## What is required
Your output should be the records below, word for word and picture-free.

::: Data to use

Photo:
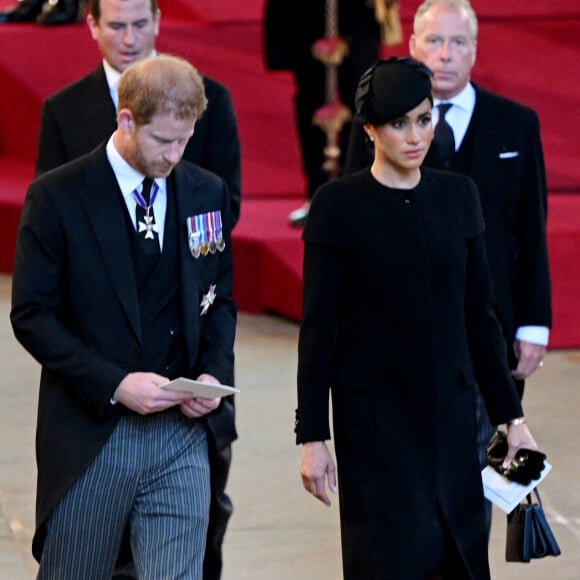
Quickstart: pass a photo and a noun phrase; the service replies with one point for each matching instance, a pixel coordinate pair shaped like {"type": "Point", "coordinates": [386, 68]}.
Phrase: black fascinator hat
{"type": "Point", "coordinates": [391, 88]}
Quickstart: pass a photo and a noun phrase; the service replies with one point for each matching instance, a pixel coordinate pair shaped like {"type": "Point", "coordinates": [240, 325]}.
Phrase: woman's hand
{"type": "Point", "coordinates": [518, 436]}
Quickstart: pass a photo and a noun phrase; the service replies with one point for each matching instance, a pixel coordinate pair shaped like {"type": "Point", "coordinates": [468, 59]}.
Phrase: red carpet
{"type": "Point", "coordinates": [527, 51]}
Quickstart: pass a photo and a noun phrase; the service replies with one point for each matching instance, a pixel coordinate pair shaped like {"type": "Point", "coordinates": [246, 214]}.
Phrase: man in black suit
{"type": "Point", "coordinates": [122, 282]}
{"type": "Point", "coordinates": [82, 115]}
{"type": "Point", "coordinates": [497, 143]}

::::::

## The completed task
Photo:
Quickstart: pass a photo and a noun phrase; the service replies with one point for each matching instance, a pixel coordinate pair shaped like {"type": "Point", "coordinates": [386, 68]}.
Phrase: black fascinator hat
{"type": "Point", "coordinates": [391, 88]}
Quickstart: pass a photo and a noun phrase; the service replies with one point for each matching instance, a pixel coordinate pair shaped like {"type": "Point", "coordinates": [240, 325]}.
Phrase: woman's hand
{"type": "Point", "coordinates": [518, 436]}
Quickstart: pass a photo and a noun phrase; the service replies with one point for each matching instance, a pixel coordinate pair shaped like {"type": "Point", "coordinates": [468, 59]}.
Phrase: red carpet
{"type": "Point", "coordinates": [527, 51]}
Quickstart: pass a photo and a noun phrase; the service replies with one point for each matching instance, a pixel coordinate pair shaped like {"type": "Point", "coordinates": [246, 214]}.
Phrase: man in black suit
{"type": "Point", "coordinates": [122, 282]}
{"type": "Point", "coordinates": [82, 115]}
{"type": "Point", "coordinates": [497, 143]}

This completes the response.